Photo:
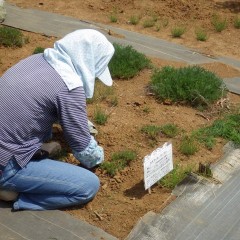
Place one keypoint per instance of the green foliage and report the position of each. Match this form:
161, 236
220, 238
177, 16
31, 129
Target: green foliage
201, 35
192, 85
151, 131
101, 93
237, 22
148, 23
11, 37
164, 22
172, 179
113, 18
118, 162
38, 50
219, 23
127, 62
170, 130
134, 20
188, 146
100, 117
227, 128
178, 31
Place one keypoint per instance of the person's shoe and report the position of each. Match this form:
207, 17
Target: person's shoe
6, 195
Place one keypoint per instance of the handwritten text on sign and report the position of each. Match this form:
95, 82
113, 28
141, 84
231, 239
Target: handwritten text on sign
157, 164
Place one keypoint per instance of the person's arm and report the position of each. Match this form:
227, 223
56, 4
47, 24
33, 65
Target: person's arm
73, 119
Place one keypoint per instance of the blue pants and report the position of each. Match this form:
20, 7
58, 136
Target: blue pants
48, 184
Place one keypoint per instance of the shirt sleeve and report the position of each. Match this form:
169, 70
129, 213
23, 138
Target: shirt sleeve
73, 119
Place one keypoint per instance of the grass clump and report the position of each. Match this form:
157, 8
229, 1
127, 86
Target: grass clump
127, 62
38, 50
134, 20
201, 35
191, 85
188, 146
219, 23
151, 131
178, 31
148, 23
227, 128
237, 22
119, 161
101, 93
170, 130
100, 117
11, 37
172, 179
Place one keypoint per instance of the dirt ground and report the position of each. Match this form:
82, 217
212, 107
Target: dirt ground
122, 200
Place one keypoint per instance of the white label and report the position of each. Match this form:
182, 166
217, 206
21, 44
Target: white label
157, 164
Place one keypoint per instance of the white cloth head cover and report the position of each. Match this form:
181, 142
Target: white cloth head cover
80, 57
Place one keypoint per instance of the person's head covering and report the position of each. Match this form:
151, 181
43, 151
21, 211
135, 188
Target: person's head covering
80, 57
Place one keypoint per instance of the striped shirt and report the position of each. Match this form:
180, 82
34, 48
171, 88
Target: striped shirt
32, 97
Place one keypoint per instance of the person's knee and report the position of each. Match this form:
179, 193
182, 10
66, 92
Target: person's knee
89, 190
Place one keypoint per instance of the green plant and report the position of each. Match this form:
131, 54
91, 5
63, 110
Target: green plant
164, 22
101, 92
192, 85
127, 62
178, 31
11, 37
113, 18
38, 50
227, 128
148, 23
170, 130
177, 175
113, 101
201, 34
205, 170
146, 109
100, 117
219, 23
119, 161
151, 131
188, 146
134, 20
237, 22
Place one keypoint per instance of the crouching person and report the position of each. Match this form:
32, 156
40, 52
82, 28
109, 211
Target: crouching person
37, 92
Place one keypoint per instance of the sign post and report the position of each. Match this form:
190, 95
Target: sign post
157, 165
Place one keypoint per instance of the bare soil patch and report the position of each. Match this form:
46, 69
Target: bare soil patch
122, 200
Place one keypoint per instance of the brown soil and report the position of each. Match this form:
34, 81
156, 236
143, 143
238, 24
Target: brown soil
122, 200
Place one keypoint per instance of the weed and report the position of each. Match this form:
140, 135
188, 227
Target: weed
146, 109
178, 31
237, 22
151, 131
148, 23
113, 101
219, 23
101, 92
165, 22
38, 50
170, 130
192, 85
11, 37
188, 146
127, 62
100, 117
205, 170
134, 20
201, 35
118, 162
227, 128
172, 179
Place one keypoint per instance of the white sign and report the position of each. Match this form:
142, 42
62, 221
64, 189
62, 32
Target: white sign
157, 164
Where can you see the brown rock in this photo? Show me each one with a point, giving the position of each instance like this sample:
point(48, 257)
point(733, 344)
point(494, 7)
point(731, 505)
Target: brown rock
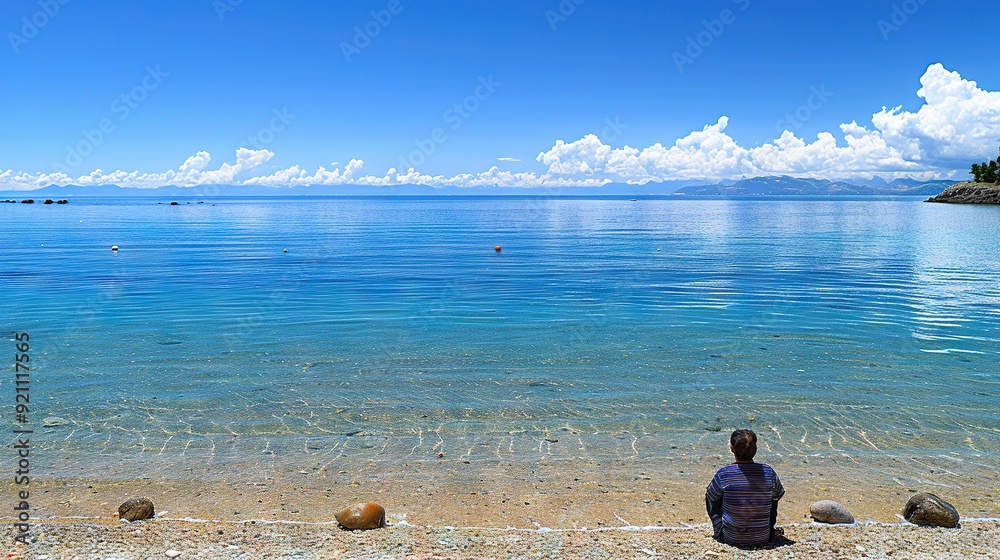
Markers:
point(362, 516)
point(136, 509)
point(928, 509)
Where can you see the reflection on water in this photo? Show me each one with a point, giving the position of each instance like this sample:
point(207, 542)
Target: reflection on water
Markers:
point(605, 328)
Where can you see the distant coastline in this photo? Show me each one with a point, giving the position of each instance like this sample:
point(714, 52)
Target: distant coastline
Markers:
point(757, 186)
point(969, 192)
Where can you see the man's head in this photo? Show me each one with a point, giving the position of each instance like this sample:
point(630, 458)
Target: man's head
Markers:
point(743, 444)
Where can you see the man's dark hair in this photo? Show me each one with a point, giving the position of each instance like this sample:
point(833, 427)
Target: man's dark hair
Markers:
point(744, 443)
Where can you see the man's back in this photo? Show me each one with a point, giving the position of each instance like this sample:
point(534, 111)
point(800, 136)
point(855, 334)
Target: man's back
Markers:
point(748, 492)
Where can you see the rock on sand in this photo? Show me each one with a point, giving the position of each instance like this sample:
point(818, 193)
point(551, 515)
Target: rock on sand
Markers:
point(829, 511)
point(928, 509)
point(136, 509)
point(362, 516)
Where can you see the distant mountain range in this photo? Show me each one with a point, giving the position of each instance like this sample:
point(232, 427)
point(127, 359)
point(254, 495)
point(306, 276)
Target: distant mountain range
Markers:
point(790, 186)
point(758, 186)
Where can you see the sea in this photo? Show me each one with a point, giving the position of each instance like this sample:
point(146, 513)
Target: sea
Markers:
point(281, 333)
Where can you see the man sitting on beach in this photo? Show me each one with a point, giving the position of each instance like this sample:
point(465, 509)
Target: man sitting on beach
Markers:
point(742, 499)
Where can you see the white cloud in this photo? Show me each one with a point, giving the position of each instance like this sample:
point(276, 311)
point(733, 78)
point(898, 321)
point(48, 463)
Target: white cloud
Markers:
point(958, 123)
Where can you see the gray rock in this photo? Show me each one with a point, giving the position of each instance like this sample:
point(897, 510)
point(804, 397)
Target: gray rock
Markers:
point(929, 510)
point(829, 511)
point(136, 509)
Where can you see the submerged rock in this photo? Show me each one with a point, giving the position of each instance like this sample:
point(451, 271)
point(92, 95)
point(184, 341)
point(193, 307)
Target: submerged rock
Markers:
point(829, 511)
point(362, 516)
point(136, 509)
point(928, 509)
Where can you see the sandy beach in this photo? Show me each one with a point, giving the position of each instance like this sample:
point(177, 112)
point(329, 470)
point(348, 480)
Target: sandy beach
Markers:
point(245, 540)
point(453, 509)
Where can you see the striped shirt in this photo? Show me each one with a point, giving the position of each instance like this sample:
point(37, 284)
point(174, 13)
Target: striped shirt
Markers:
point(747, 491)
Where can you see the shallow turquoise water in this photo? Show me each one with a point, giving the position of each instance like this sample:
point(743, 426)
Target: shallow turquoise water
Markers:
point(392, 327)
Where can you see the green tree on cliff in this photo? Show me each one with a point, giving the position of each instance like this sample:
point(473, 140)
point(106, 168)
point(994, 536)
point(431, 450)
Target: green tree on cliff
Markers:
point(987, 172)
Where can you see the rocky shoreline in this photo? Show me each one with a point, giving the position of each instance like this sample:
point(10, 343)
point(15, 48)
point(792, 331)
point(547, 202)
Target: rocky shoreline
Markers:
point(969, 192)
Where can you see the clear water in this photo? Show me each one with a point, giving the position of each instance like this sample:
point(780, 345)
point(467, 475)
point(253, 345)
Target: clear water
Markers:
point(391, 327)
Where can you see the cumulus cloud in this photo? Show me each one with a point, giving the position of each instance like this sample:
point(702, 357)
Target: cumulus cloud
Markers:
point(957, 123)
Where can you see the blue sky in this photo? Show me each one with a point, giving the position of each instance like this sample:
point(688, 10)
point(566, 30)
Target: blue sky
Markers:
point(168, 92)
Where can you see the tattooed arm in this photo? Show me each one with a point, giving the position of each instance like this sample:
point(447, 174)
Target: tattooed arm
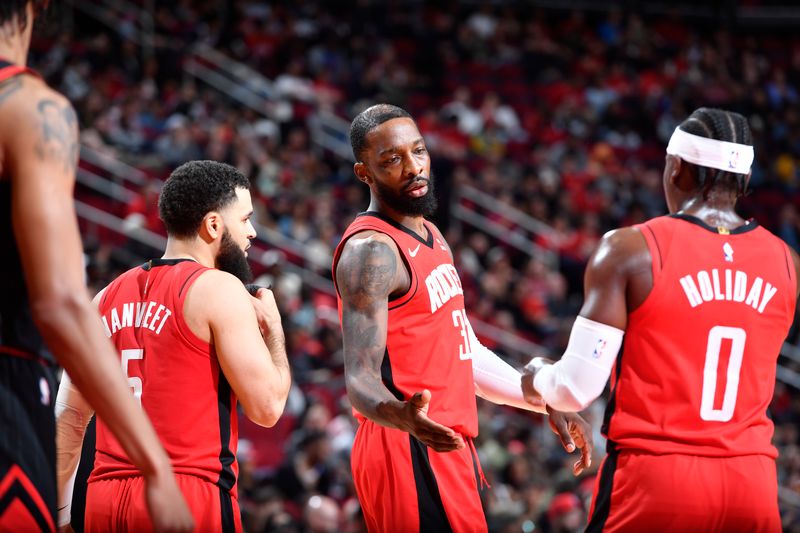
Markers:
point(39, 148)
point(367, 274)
== == ==
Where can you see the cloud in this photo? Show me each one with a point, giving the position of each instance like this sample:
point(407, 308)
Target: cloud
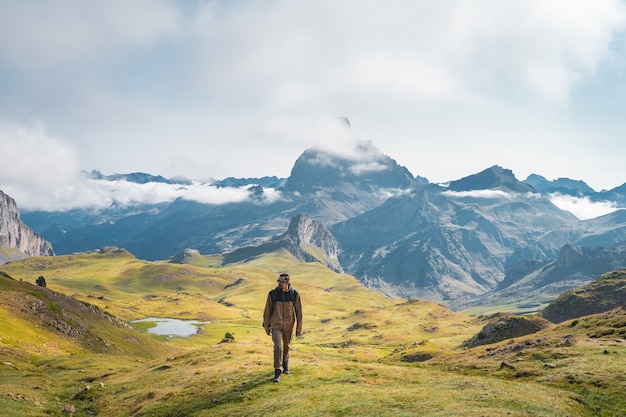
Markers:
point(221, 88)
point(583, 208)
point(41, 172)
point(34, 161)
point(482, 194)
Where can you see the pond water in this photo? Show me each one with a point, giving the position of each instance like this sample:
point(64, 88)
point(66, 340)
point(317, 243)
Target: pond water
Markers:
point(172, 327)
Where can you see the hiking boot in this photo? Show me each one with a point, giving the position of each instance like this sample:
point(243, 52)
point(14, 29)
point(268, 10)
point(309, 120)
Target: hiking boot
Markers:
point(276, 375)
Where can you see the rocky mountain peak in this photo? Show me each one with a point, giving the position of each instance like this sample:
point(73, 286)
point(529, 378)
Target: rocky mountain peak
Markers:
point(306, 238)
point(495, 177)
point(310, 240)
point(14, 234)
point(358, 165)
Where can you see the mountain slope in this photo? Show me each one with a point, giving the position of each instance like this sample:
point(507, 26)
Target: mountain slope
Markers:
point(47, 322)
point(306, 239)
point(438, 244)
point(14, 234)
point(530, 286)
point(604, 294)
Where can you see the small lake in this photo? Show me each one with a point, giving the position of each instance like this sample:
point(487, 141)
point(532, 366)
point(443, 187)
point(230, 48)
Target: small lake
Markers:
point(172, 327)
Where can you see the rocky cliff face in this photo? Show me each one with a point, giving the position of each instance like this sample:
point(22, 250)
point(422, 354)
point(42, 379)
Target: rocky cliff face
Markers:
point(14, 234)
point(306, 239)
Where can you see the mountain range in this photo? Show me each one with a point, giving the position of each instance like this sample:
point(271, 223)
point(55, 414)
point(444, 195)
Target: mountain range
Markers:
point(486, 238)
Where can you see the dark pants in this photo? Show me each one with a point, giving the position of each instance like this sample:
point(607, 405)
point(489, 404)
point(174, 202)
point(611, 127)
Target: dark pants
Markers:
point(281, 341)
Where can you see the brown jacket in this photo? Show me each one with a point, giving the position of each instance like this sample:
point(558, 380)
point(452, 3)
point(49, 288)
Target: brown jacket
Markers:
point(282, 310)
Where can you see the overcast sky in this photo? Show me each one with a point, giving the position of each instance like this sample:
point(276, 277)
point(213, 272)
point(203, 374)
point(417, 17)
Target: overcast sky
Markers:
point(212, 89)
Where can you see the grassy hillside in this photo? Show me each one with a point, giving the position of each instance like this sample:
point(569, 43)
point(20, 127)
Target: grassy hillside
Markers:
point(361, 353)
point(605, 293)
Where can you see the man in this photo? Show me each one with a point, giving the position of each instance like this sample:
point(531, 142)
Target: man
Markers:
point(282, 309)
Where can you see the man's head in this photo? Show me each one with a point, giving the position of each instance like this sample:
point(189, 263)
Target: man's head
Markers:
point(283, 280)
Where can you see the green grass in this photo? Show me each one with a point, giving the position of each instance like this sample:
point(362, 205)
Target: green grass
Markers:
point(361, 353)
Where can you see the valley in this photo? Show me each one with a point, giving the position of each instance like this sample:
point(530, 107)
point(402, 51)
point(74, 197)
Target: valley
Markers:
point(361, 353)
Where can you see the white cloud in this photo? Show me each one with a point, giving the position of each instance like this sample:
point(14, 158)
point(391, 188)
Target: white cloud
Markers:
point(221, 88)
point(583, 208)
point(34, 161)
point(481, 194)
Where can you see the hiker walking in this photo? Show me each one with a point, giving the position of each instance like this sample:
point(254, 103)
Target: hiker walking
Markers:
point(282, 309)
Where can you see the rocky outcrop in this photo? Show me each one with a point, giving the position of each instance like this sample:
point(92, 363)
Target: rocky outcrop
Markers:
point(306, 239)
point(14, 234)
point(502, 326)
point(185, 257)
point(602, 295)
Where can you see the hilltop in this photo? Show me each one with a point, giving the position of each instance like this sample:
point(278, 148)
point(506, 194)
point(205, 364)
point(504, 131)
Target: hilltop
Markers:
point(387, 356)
== == ==
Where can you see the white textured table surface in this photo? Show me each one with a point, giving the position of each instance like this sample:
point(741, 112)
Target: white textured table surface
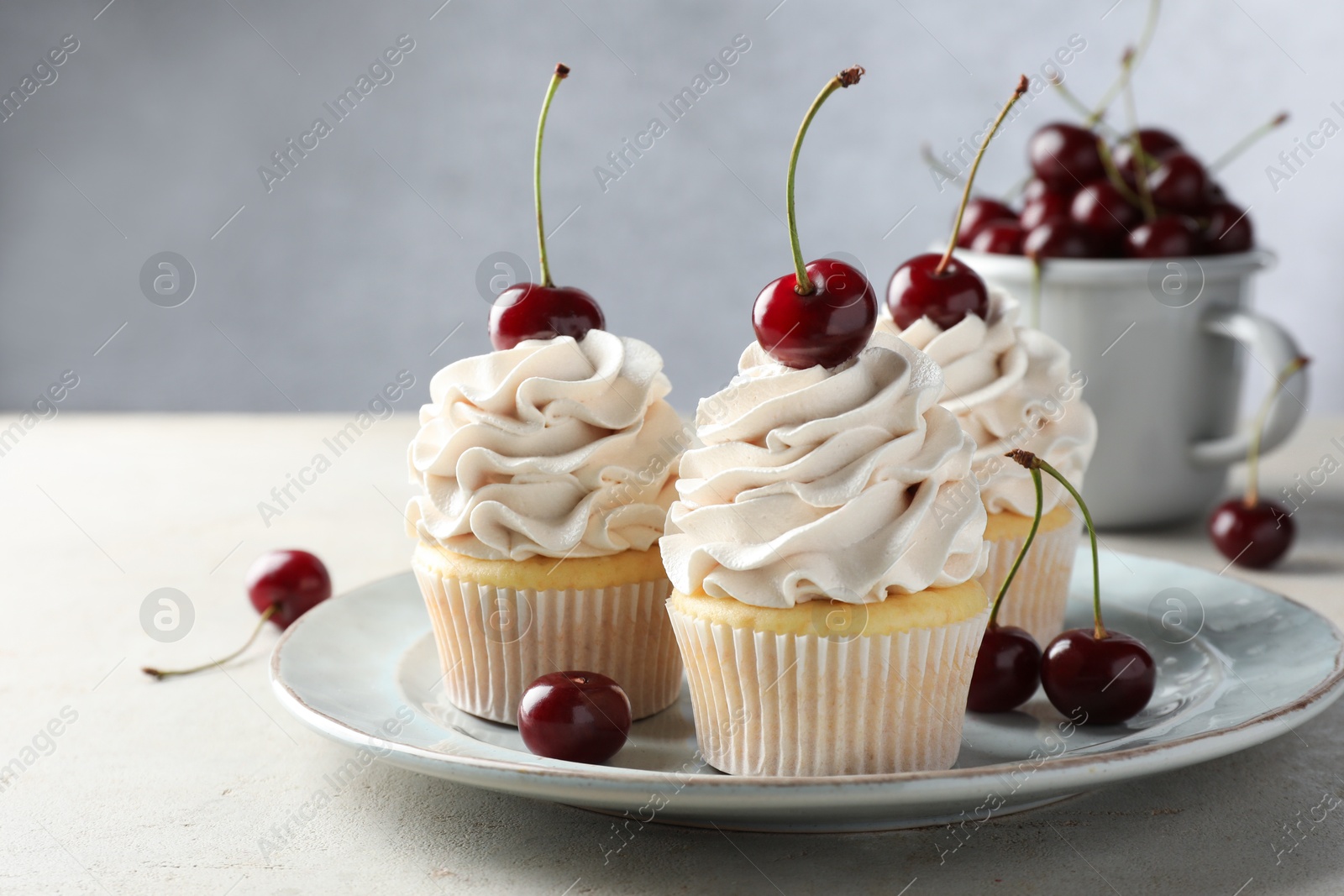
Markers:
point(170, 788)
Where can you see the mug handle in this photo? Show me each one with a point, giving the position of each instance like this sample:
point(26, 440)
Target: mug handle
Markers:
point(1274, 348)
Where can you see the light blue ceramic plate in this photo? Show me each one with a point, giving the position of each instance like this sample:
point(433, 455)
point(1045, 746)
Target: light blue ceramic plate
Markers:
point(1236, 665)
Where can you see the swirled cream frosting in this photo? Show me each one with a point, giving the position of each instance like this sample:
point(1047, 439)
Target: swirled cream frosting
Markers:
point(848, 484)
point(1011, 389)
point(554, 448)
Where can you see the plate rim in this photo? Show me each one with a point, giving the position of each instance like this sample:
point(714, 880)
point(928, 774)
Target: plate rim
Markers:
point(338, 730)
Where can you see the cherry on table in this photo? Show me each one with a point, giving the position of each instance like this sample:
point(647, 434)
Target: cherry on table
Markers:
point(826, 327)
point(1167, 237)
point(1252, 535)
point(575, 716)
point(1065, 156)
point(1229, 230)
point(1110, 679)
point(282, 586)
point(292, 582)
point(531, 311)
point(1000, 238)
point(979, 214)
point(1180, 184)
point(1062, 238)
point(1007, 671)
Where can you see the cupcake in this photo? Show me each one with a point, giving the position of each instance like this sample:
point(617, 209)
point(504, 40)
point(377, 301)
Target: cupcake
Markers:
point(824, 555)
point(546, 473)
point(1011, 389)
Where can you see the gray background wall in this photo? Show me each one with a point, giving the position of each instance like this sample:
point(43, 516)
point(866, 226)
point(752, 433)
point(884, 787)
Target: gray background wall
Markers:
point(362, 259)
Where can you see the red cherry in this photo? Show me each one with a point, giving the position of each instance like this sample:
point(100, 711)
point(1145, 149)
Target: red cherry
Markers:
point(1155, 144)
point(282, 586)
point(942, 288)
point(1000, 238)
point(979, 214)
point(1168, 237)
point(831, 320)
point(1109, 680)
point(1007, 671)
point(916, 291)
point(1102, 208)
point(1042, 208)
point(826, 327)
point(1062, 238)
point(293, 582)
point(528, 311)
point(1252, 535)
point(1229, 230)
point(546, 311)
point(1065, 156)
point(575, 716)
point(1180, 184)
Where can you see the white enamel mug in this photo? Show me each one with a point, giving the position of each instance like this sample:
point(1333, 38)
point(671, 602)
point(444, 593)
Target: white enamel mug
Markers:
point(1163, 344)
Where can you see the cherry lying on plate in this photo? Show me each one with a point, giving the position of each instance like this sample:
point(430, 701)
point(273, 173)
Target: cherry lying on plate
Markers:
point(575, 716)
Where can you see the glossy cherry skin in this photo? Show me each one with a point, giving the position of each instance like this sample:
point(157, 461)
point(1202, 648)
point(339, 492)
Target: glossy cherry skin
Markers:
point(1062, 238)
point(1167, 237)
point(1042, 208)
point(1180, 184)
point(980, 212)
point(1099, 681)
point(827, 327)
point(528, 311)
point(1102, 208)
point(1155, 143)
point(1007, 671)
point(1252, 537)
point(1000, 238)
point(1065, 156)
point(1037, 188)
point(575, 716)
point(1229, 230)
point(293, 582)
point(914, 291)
== == ==
**Aim of the exercise:**
Within the listing above, the range opens at the line with "point(22, 250)" and closes at the line with "Target: mountain range". Reproduce exactly the lines of that range, including both ends.

**Answer:**
point(22, 250)
point(422, 354)
point(42, 379)
Target: rocky cliff face
Markers:
point(14, 234)
point(306, 239)
Where can you see the mountain range in this photo? Show me each one with a point, giving the position of each instance like this sample:
point(271, 223)
point(55, 414)
point(444, 195)
Target: mountain range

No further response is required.